**GIVEN ENTRIES:**
- - - -

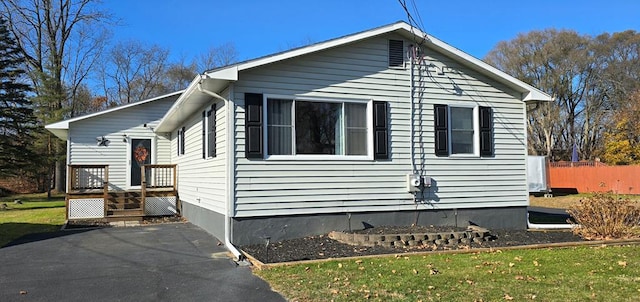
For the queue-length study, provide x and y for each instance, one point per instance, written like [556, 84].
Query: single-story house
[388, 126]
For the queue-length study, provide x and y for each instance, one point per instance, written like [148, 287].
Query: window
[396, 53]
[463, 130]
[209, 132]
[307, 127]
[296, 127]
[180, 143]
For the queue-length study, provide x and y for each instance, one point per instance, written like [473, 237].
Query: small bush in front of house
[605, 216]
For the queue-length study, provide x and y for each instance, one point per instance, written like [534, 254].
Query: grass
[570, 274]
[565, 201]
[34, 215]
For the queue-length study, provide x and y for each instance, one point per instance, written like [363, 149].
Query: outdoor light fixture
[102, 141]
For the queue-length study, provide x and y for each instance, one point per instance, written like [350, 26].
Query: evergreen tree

- - - -

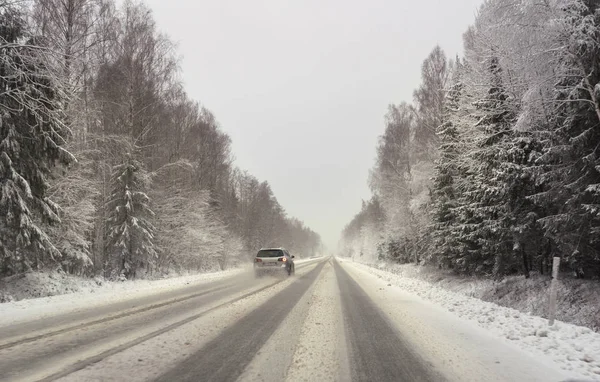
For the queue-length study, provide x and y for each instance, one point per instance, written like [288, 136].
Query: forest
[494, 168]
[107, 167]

- - - -

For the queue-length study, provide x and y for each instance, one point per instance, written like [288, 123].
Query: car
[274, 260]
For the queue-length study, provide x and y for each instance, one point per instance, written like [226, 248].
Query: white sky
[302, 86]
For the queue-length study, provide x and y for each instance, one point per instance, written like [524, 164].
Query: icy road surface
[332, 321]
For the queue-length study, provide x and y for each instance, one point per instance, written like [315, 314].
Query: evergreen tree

- - - -

**YOUR TASK:**
Pick out every line above that contains the word "house" and copy each one in full.

**ANSWER IN FULL:**
Query: single-story house
Query: small bush in front of house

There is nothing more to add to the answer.